--- START OF Items ---

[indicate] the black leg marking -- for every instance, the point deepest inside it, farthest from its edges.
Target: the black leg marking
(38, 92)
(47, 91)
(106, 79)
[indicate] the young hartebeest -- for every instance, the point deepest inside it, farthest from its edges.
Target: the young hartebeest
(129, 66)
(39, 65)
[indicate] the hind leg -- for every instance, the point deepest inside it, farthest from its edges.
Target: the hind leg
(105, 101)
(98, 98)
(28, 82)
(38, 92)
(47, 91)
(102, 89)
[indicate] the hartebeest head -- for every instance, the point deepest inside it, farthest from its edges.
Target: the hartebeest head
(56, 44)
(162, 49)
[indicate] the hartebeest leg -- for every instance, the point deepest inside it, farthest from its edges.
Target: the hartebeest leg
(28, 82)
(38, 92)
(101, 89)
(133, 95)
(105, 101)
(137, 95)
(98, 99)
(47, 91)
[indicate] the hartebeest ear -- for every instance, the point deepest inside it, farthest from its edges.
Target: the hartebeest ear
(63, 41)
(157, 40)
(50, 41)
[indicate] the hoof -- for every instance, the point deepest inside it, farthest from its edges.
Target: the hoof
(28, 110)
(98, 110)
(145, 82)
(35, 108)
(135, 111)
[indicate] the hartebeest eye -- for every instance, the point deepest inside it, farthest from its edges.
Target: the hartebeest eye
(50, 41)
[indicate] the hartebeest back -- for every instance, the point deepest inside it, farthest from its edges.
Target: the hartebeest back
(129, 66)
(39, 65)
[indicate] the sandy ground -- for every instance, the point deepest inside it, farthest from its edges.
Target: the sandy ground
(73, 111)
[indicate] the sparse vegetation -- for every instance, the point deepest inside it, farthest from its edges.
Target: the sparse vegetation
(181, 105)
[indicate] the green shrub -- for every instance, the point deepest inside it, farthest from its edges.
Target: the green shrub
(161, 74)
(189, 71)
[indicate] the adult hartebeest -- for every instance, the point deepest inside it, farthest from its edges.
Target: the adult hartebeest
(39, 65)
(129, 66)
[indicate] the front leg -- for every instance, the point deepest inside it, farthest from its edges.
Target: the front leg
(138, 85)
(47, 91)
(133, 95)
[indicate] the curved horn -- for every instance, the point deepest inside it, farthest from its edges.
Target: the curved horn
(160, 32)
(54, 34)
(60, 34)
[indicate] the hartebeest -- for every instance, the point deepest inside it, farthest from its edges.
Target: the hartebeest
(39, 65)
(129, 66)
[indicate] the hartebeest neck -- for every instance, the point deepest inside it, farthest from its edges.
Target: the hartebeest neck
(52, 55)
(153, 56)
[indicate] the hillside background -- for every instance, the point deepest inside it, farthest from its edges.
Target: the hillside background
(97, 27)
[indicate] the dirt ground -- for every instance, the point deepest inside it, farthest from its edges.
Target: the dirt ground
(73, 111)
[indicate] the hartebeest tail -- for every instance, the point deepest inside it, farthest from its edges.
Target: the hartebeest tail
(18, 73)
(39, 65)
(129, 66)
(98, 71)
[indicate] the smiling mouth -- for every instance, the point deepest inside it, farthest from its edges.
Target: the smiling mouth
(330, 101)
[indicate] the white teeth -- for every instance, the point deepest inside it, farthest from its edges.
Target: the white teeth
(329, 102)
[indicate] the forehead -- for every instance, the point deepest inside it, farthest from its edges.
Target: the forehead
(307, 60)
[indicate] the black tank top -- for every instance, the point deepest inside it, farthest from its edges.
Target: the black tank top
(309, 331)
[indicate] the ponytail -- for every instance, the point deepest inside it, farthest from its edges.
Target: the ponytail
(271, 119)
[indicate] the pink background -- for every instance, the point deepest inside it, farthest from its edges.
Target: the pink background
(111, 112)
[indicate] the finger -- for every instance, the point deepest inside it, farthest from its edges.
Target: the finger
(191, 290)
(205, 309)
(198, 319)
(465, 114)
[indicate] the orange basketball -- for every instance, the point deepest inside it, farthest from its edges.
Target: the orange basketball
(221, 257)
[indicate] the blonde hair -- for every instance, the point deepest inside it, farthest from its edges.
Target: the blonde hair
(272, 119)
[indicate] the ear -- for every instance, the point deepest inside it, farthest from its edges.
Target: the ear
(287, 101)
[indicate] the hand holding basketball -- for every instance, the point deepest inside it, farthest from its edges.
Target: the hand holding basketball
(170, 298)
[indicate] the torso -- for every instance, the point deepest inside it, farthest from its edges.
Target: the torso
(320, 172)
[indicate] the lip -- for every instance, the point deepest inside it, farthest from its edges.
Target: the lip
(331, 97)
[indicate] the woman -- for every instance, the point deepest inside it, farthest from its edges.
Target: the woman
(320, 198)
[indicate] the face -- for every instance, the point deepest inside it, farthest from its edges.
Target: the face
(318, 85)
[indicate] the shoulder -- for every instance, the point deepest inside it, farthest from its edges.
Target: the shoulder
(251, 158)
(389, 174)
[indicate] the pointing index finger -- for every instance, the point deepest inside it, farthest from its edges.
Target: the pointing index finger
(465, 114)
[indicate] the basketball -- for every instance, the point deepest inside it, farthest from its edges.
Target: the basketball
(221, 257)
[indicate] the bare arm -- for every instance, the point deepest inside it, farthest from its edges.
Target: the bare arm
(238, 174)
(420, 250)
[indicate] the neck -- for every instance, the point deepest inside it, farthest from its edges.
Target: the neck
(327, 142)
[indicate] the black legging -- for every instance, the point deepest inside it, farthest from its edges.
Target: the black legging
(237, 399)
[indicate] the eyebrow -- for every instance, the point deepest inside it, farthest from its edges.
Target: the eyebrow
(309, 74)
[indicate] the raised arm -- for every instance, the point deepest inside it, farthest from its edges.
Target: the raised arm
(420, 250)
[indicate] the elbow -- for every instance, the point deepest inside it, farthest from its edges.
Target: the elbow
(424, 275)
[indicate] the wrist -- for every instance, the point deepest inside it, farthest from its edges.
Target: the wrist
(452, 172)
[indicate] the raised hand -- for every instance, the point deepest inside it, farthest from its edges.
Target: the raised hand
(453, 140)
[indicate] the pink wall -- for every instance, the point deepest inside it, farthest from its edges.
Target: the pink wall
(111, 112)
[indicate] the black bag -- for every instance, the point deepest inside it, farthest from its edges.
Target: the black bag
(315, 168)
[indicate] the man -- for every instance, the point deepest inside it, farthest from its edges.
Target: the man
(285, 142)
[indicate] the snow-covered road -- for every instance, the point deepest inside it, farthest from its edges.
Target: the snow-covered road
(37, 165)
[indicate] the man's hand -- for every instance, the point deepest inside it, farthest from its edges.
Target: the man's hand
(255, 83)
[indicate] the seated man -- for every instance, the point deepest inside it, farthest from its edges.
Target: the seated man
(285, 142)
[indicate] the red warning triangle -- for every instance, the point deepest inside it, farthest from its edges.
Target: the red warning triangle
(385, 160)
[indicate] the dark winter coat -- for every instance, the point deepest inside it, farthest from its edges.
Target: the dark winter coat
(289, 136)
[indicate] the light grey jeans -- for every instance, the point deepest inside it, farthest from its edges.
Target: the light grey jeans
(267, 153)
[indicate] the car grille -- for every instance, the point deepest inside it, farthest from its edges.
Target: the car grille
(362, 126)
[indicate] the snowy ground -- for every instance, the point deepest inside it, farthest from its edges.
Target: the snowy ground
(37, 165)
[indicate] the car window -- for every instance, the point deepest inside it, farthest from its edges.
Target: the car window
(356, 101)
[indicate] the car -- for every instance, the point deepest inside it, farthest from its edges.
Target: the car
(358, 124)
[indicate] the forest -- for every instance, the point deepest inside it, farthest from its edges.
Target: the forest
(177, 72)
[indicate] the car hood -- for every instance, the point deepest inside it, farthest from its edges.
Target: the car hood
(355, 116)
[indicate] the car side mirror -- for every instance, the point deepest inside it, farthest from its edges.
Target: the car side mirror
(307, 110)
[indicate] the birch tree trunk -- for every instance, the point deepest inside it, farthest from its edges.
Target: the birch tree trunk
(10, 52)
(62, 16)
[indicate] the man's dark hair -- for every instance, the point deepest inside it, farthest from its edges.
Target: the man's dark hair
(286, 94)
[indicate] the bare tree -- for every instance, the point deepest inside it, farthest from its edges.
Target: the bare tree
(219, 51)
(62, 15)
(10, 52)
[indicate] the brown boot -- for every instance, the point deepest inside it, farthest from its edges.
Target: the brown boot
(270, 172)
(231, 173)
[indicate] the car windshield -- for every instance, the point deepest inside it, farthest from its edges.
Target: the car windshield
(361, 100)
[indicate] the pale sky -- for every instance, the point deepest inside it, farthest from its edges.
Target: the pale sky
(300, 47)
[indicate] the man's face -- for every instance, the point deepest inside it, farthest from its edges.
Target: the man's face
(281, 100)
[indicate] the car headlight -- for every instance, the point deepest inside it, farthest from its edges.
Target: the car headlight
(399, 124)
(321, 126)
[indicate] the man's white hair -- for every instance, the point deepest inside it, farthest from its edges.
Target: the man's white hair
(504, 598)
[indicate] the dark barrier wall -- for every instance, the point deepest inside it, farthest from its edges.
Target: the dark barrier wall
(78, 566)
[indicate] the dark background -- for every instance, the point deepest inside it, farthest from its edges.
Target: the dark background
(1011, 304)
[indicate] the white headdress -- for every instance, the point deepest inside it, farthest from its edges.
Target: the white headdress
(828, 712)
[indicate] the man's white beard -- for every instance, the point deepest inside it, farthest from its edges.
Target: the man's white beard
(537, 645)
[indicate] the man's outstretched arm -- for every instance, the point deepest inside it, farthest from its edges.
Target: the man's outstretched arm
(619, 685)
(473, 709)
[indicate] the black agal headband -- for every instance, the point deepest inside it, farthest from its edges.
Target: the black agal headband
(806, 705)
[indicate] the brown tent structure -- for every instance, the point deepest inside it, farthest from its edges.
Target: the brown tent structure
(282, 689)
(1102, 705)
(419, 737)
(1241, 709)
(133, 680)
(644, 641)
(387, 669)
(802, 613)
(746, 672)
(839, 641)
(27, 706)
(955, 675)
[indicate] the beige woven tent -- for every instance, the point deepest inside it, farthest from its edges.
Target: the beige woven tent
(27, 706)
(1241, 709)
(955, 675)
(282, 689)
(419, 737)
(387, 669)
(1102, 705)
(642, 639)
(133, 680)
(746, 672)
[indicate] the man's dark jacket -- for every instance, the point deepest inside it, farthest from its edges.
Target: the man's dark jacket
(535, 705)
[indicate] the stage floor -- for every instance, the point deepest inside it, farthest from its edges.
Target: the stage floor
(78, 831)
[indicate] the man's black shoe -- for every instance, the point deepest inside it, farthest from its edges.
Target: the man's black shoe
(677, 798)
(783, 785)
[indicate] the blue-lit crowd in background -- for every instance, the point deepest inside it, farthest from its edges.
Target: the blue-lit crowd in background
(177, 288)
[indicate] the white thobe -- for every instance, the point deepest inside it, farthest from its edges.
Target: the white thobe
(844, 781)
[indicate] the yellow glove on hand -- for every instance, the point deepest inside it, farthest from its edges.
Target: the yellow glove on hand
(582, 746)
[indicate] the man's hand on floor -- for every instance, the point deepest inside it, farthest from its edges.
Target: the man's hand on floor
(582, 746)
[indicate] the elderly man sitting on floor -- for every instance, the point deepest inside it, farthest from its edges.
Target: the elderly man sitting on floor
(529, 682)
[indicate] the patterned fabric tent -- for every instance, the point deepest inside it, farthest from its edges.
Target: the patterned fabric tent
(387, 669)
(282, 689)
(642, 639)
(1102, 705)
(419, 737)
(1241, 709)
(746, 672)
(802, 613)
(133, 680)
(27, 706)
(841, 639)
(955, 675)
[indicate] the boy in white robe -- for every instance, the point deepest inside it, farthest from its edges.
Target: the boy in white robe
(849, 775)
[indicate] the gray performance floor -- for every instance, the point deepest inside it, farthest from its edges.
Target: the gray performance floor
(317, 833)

--- END OF Items ---

Locate "[indicate] the man's hand on" in the data above. Then repeat, exactly, its line and each line after it through the last, adding nothing.

[indicate] the man's hand on floor -- for every instance, the point deepest inside it, farthest from its edges.
Target: the man's hand on floor
(582, 746)
[indicate] the elderly man sitting on floor -- for every instance, the point deepest inside it, farthest from its edges.
Target: the elderly man sitting on floor
(529, 682)
[indicate] the patterned fabric tent -- for every instance, the point deepest inside it, farthest from its edges.
Target: the patterned fabric tent
(387, 669)
(282, 689)
(642, 639)
(1102, 705)
(419, 737)
(1241, 709)
(746, 672)
(802, 613)
(133, 680)
(27, 706)
(841, 639)
(955, 675)
[indicate] the boy in white robe -- for every instance, the point deepest inside it, farthest from its edges.
Target: the boy in white robe
(849, 775)
[indicate] the gray performance floor -- for every instance, the point deepest inside it, farthest from its edges.
Target: the gray performance floor
(317, 833)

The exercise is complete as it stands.